**Gestellte Aufgabe 1**
Gib aus dem Text über das Europafest den Abschnitt wörtlich wieder, der mit „Europafest am 6.6.“ beginnt und bis einschließlich „nicht furiosen Wahlkampfes.“ reicht.
**Gestellte Aufgabe 2**
Ermittle alle Zeilen, die die Zeichenfolge „rear“ enthalten, und gib sie unverändert wieder. Groß- und Kleinschreibung ist dabei zu beachten.
------ Vorliegender Text ------
Europafest am 6.6. – von Eiern und Hühnern
Am kommenden Samstag werden Franz Müntefering und Martin Schulz beim Europafest in Mönchengladbach zu Gast sein. Auf dem Vorplatz des ehemaligen Stadttheaters an der Hindenburgstraße wird die SPD MG ab 16.00 Uhr ein buntes Programm bieten. Ab ca. 18.00 Uhr werden auch SPD-Vorsitzender Franz Müntefering und Spitzenkandidat Martin Schulz anwesend sein. Zuvor besuchen sie noch das Hephata Jubiläumsfest in Rheydt. Die Veranstaltung bildet den furiosen Abschluss eines – so muss ich es ehrlicherweise sagen – ganz und gar nicht furiosen Wahlkampfes.
------ Gespeicherte Zeilen ------
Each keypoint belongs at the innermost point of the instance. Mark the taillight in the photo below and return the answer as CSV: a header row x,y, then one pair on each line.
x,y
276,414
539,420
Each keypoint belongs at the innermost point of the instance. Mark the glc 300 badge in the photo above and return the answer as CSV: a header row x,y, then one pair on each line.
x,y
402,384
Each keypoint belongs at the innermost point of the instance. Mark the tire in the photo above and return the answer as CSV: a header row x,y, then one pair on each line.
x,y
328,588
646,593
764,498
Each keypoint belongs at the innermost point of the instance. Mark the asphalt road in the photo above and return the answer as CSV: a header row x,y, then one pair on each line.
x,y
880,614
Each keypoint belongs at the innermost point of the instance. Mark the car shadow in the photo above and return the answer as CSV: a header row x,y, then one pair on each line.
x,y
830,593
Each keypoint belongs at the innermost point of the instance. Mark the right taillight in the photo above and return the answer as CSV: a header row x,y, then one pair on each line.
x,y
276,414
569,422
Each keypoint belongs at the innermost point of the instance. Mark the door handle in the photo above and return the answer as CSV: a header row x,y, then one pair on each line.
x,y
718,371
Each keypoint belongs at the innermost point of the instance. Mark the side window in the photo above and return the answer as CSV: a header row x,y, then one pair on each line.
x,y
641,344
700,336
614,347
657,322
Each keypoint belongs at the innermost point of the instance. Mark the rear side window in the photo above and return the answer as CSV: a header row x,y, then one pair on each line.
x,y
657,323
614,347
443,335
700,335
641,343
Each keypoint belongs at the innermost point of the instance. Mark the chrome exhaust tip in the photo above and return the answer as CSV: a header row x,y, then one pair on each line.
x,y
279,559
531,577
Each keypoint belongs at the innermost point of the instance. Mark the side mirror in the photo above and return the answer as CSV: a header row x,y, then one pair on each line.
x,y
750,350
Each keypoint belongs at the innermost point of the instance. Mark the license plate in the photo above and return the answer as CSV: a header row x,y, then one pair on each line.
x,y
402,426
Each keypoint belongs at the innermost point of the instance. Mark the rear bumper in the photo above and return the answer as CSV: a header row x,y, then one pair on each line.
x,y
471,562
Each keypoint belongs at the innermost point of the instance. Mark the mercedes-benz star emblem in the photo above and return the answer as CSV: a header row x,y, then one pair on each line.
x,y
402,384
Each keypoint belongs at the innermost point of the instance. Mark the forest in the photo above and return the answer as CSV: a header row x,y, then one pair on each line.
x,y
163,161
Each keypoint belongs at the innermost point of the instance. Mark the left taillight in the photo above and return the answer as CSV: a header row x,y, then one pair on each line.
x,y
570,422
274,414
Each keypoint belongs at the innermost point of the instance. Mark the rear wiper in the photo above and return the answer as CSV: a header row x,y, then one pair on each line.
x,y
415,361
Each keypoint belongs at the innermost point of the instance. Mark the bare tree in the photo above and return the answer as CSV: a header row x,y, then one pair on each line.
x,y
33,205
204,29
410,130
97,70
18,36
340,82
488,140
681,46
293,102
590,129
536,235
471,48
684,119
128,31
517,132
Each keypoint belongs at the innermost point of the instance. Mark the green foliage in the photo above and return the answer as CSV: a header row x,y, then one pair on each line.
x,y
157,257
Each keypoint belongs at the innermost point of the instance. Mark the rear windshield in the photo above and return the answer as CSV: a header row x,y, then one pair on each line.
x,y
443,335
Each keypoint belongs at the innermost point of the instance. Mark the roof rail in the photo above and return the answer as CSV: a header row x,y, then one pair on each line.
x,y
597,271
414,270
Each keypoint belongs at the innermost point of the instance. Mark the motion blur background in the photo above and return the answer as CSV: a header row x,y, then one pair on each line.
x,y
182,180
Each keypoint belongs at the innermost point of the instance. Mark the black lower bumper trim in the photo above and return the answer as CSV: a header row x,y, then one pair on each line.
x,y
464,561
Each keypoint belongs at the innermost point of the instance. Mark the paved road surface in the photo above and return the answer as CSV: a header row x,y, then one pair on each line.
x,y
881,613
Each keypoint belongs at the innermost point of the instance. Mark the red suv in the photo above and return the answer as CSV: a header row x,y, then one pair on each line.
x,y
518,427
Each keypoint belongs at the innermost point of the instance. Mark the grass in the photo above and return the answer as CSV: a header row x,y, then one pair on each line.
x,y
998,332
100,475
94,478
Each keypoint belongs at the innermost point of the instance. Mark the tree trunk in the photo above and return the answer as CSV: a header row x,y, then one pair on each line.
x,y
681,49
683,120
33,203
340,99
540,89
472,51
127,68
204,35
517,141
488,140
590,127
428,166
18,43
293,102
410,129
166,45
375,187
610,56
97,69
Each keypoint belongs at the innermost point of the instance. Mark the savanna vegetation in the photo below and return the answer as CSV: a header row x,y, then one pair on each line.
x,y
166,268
------
**Lösung 1**
Europafest am 6.6. – von Eiern und Hühnern
Am kommenden Samstag werden Franz Müntefering und Martin Schulz beim Europafest in Mönchengladbach zu Gast sein. Auf dem Vorplatz des ehemaligen Stadttheaters an der Hindenburgstraße wird die SPD MG ab 16.00 Uhr ein buntes Programm bieten. Ab ca. 18.00 Uhr werden auch SPD-Vorsitzender Franz Müntefering und Spitzenkandidat Martin Schulz anwesend sein. Zuvor besuchen sie noch das Hephata Jubiläumsfest in Rheydt. Die Veranstaltung bildet den furiosen Abschluss eines – so muss ich es ehrlicherweise sagen – ganz und gar nicht furiosen Wahlkampfes.

**Lösung 2**
Each keypoint belongs at the innermost point of the instance. Mark the rear side window in the photo above and return the answer as CSV: a header row x,y, then one pair on each line.
Each keypoint belongs at the innermost point of the instance. Mark the rear bumper in the photo above and return the answer as CSV: a header row x,y, then one pair on each line.
Each keypoint belongs at the innermost point of the instance. Mark the rear wiper in the photo above and return the answer as CSV: a header row x,y, then one pair on each line.
Each keypoint belongs at the innermost point of the instance. Mark the rear windshield in the photo above and return the answer as CSV: a header row x,y, then one pair on each line.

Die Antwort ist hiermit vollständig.